# TASK PROMPT
Find the line that contains "Exercise. Tag the wet". Output it and every line after it to the end of the records, exactly as they appear.

(Point-per-instance localization data)
+++++

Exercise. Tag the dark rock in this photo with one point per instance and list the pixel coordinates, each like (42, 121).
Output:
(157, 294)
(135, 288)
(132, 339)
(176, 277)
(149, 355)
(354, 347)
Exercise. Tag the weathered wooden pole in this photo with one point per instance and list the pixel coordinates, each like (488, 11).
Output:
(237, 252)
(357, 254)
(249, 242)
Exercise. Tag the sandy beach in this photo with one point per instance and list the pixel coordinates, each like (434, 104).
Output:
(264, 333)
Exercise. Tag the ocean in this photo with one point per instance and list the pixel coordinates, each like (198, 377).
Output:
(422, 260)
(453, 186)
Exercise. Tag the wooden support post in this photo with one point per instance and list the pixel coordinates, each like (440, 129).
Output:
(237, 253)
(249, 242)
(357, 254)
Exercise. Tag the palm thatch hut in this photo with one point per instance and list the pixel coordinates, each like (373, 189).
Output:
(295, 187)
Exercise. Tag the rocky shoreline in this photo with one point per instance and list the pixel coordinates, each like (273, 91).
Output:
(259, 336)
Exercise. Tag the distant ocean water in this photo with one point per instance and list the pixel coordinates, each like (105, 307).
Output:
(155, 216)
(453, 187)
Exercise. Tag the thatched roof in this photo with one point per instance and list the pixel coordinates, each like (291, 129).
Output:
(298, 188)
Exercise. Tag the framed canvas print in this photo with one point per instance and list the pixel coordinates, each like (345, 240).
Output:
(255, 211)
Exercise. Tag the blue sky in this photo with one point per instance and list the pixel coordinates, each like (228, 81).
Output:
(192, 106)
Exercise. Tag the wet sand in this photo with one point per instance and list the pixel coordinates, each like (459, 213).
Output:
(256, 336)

+++++

# RESPONSE AREA
Exercise. Tag the wet sand in this photo with one point per instance and list the pixel coordinates, each like (459, 213).
Output:
(256, 336)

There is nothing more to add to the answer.